**REQUIRED ACTION A:** Print the part of the article on the Humane Society agreement from "Animals can be kept" up to and including "to the agreement.".
**REQUIRED ACTION B:** In the article on the Humane Society agreement, who would owners have to claim their animals from?

**TEXT FOR ANALYSIS:**
▼

BLUE EARTH - Blue Earth is tweaking changes to a proposed agreement with Faribault County Humane Society.
Mayor Rick Scholtes says the wording will be fine-tuned, and then the council will bring the agreement back for discussion on July 15.
Scholtes read the changes point by point Monday, with the council and Humane Society members delving into each.
Under the plan, the Humane Society will continue to use the city pound, but the building will be used only "for the housing of animals impounded by the City of Blue Earth and not for the sheltering of Humane Society-owned animals ..."
The agreement also states there may be an option for the city to contract with other governmental groups to house their impounded animals.
Staci Thompson of the Humane Society asked that the word "option" be taken out, suggesting the wording is too uncertain.
"We wanted to have the option open. It was to protect both sides," Scholtes said.
Blue Earth has no agreements in place with the county or other cities, noted City Administrator Kathy Bailey. The wording will probably be changed before July 15, she added.
The agreement also states the adoption of animals must be carried out in keeping with state law regarding dogs and cats. Furthermore, dangerous dogs will not "be fostered out for care or placement for adoption."
When Thompson objected to not being able to foster out dangerous animals, Scholtes reminded her, "That's state law."
Thompson said the animals can be re-evaluated in six months.
"But we're not going to keep them for six months," Bailey noted.
Animals can be kept for 10 business days and the city will include weekends and holidays, Scholtes said.
There also was discussion about immediately licensing and vaccinating animals brought in. Owners would have to show an animal had been vaccinated before they could claim their pet. Owners also would have to claim their animals from Blue Earth police officers, not from the Humane Society, according to the agreement.
Few people are getting their pets licensed, Bailey said, and the city wants to change that, for several reasons.
"With a license, [the pet] gets brought back to you," if it gets away, she said. That means the owner won't have to pay pound fees, which can get expensive.
Plus, "we know the animal is safe," said Bailey, noting that rabies vaccinations for humans are expensive.

▲

**DATA SECTION:**
▼

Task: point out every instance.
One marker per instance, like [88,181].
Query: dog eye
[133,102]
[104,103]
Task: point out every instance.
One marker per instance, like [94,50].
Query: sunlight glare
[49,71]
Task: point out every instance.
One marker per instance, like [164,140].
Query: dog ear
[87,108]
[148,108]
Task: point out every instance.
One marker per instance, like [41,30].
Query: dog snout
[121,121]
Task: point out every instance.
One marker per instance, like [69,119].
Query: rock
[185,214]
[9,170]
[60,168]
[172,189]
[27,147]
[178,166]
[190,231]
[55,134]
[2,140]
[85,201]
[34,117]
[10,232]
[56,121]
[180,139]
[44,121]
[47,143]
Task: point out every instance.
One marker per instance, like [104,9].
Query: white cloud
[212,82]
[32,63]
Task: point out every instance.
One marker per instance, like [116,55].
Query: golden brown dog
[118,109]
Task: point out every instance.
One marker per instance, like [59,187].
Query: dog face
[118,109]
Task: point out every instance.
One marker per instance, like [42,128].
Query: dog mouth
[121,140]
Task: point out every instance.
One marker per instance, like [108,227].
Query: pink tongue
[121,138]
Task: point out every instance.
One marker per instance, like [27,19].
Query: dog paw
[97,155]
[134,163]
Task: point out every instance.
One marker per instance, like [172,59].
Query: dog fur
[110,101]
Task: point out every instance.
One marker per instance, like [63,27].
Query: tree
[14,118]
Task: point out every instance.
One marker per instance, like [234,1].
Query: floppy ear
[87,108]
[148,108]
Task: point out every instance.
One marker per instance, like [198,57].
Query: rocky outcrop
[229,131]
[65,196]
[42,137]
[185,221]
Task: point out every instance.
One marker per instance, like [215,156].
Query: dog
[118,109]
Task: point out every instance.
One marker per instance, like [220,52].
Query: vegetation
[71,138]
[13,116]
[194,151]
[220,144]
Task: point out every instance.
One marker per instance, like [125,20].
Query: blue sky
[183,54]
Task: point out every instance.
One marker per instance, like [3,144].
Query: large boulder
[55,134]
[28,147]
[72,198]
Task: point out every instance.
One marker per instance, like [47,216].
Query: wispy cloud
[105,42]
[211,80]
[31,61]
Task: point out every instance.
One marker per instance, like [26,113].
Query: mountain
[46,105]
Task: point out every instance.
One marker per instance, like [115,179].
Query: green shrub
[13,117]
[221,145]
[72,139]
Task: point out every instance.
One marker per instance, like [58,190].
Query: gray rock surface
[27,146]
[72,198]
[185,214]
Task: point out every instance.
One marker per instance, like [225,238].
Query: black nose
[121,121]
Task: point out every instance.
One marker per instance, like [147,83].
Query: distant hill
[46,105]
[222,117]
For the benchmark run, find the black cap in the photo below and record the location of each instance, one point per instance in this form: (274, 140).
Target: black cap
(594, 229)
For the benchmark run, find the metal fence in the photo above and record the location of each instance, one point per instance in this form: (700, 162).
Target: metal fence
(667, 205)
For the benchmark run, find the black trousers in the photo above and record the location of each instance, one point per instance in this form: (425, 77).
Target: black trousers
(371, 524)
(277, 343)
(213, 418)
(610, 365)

▲

**WRITTEN ANSWER A:**
Animals can be kept for 10 business days and the city will include weekends and holidays, Scholtes said.
There also was discussion about immediately licensing and vaccinating animals brought in. Owners would have to show an animal had been vaccinated before they could claim their pet. Owners also would have to claim their animals from Blue Earth police officers, not from the Humane Society, according to the agreement.

**WRITTEN ANSWER B:** From Blue Earth police officers, not from the Humane Society.